[START OF Items]
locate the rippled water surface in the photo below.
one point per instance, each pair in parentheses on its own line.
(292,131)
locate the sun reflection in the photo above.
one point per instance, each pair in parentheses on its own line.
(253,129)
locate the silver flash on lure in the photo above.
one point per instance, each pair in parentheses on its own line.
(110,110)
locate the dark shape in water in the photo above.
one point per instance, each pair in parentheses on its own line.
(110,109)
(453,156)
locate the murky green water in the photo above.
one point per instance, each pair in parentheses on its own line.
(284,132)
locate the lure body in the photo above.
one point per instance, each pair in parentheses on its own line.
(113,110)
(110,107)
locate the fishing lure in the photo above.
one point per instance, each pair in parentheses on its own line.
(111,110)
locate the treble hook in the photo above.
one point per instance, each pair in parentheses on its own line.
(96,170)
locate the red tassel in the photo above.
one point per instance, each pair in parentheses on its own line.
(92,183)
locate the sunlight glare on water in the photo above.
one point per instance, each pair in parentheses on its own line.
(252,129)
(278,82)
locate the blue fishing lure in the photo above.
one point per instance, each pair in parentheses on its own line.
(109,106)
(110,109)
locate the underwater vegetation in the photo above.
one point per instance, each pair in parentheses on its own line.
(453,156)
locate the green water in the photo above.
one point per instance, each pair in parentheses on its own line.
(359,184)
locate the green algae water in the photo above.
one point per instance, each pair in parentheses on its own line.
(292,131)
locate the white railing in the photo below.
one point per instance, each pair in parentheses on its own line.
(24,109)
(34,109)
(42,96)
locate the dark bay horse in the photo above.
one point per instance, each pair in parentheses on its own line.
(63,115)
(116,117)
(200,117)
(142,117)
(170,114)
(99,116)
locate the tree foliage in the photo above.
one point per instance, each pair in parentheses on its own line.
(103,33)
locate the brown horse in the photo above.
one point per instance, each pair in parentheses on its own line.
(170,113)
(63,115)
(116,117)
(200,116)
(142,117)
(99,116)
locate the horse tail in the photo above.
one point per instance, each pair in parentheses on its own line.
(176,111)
[END OF Items]
> **Your goal**: Please write out the data above as a numbered list, running from the line containing "locate the brown horse in the photo above." through the last line, with both included. Leave out any blank lines.

> **Answer to the task**:
1. locate the brown horse in the photo above.
2. one point per instance, each pair in parentheses on its own line.
3. (170,113)
4. (63,115)
5. (116,117)
6. (200,116)
7. (142,117)
8. (99,116)
9. locate the horse tail in the photo above.
10. one point per instance, each pair in parentheses on its own line.
11. (176,111)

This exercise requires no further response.